--- What the exercise asks ---
Output only the lines that run from the one with "[locate] the adjacent" to the final line of the material, exactly as they are written.

--- Records for the task ---
◇ ◇ ◇ ◇
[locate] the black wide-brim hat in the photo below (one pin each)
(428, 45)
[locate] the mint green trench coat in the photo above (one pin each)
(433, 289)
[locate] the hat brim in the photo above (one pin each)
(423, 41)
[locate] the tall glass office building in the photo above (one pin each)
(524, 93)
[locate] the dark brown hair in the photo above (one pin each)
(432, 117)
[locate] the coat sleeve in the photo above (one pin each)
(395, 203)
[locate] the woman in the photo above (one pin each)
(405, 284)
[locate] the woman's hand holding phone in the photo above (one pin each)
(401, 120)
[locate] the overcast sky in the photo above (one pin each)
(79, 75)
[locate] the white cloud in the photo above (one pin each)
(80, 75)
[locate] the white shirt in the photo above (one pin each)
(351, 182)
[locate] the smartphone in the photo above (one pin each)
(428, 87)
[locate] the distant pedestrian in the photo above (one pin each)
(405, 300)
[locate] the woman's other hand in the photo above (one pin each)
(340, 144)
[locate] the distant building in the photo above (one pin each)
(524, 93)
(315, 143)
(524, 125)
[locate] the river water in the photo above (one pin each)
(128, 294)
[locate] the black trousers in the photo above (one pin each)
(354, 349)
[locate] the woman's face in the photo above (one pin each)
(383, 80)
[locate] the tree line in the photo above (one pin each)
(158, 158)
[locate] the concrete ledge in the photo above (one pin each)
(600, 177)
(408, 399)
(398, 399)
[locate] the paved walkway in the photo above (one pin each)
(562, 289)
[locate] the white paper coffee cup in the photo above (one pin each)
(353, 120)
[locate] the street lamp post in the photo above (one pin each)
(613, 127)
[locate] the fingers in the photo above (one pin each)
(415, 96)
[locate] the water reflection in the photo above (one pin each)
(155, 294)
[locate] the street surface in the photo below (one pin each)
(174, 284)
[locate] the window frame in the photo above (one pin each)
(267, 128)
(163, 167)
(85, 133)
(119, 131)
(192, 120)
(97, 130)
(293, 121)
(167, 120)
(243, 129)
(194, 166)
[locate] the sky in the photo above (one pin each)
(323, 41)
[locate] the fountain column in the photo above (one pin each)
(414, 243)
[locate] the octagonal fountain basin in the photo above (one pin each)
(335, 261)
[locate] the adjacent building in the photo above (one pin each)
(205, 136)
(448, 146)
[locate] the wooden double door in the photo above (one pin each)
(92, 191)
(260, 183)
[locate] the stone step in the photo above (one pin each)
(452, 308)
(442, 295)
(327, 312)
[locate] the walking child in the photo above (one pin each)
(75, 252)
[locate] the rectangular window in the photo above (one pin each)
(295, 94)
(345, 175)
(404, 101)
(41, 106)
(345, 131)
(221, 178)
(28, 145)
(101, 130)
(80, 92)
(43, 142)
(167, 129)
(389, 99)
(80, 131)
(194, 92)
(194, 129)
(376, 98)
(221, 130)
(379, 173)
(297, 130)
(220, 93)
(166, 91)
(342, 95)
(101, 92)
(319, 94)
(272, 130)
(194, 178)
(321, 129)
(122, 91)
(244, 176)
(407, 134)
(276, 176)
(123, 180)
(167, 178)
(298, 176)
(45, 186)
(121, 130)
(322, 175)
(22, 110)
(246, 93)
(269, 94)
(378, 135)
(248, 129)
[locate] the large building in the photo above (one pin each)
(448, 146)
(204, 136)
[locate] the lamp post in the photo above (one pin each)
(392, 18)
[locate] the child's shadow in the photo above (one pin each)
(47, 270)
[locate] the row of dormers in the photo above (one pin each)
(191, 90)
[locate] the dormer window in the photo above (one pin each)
◇ ◇ ◇ ◇
--- Response box ---
[locate] the adjacent building in the photo above (one pin each)
(205, 136)
(448, 146)
[locate] the wooden double door in the photo above (one pin each)
(92, 191)
(260, 183)
[locate] the stone step in the photo above (one pin each)
(452, 308)
(442, 295)
(327, 312)
[locate] the walking child in the photo above (one pin each)
(75, 252)
[locate] the rectangular window in the photo above (one pin each)
(295, 94)
(345, 175)
(404, 101)
(41, 106)
(345, 131)
(221, 178)
(28, 145)
(101, 130)
(80, 92)
(43, 142)
(167, 129)
(389, 99)
(80, 131)
(194, 92)
(194, 129)
(376, 98)
(221, 130)
(379, 173)
(297, 130)
(220, 93)
(166, 91)
(342, 95)
(101, 92)
(319, 94)
(272, 130)
(194, 178)
(321, 129)
(122, 91)
(244, 176)
(407, 134)
(276, 176)
(123, 180)
(167, 178)
(298, 176)
(45, 186)
(121, 130)
(322, 175)
(22, 110)
(246, 93)
(269, 94)
(378, 135)
(248, 129)
[locate] the large building in the photo above (one pin each)
(448, 146)
(204, 136)
[locate] the lamp post in the photo above (one pin each)
(392, 18)
[locate] the child's shadow in the photo above (one pin each)
(47, 270)
[locate] the row of dormers in the photo above (one pin each)
(191, 90)
[locate] the dormer window in the photo above (one pin each)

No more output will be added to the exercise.